What is needed. Rewrite the data below as a two-column CSV with the headers text and answer. Each row should hold one line of wording in the text column and all the coordinates listed under it in the answer column, with both values in double quotes and any line breaks replaced by spaces.

═════ Data in this exercise ═════

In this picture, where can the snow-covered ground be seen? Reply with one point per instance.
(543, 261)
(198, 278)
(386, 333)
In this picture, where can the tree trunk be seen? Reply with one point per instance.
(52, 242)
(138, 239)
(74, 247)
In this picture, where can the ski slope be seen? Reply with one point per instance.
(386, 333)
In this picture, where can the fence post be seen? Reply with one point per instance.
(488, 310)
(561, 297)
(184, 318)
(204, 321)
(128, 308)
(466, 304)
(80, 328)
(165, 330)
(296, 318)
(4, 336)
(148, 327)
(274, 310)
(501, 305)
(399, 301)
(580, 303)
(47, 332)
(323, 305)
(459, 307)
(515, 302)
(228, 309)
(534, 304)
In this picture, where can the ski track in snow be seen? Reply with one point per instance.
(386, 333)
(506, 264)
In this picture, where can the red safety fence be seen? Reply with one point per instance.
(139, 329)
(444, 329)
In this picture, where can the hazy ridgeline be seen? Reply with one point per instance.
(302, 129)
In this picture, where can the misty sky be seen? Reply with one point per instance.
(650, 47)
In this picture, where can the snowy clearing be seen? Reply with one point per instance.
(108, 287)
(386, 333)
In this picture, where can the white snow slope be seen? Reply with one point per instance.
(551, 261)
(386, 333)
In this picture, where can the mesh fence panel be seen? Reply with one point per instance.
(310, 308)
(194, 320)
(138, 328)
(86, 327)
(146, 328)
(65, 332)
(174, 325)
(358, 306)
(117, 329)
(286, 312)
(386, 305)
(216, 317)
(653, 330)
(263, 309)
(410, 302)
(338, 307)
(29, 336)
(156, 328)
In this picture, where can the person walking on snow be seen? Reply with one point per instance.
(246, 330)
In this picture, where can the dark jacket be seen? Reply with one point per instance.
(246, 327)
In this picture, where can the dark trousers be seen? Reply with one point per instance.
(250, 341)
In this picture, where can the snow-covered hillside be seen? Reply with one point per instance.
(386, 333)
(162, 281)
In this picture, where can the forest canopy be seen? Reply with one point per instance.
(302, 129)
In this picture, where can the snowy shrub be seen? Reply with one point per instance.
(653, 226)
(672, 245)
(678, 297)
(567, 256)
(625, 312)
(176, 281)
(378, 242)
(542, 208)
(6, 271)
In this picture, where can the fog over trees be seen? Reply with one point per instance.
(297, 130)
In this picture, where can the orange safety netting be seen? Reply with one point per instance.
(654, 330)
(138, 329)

═════

The response.
text,answer
"In this picture, where can the snow-covered ground be seen? Reply with one point per instance.","(543, 261) (198, 278) (386, 333)"
"In this picture, where can the tree trunk be seen? Reply with one point per instance.","(52, 242) (138, 239) (74, 247)"
"In this picture, where can the ski slope be seen? Reply with one point per instance.","(386, 333)"
"In this picture, where can the fence post be seen? Reply with one point per instance.","(488, 310) (561, 297) (184, 318) (204, 321) (128, 308) (466, 304) (80, 328) (165, 330) (296, 318) (4, 336) (148, 327) (274, 310) (501, 305) (399, 301) (580, 303) (47, 332) (323, 305) (459, 307) (515, 302) (228, 309) (534, 304)"
"In this picture, where can the ski track in snow be seen? Reply with one point per instance.","(386, 333) (506, 264)"
"In this picture, where can the red safety fence be seen? Reply with one point per instance.","(139, 329) (444, 329)"
"In this picture, where can the hazy ridgeline be seen? Reply with one point per instance.","(302, 129)"
"In this picture, where can the misty sky be seen? Reply with one point per instance.","(650, 47)"
"In this picture, where can the snowy clearing be seen? Reply with one point per instance.","(108, 287) (386, 333)"
"In this picture, where can the white snow slope be seen? Reply with one point per instance.","(551, 261) (386, 333)"
"In this picture, where can the mesh fence panel be seen? Reply with one point per instance.","(310, 308) (194, 320) (138, 328) (86, 327) (146, 328) (65, 332) (174, 325) (358, 306) (117, 329) (286, 312) (386, 305) (216, 317) (653, 330) (263, 309) (410, 302) (338, 307) (29, 336) (156, 328)"
"In this picture, where can the person walking on snow be seen? Reply with one point per instance.","(246, 330)"
"In this picture, where can the dark jacket be seen? Reply with one point per instance.","(246, 327)"
"In this picture, where can the dark trousers be seen? Reply with one point per instance.","(250, 341)"
"In this picture, where can the snow-covered hillside be seen? Reply with one point per instance.","(386, 333) (162, 281)"
"In this picture, where can the forest canopy be seen? Reply with one point per instance.","(302, 129)"
"In this picture, where can the snowy shrub be seen? Reply with one point per instance.","(653, 226) (672, 245) (678, 297) (567, 256) (625, 312) (176, 281) (378, 242) (542, 208) (6, 271)"
"In this picture, where can the fog over trees be seen? Reply with one point per instance.","(297, 130)"
"In this picture, where can the orange safety netting be seen? Reply with one point per instance.","(654, 330) (138, 329)"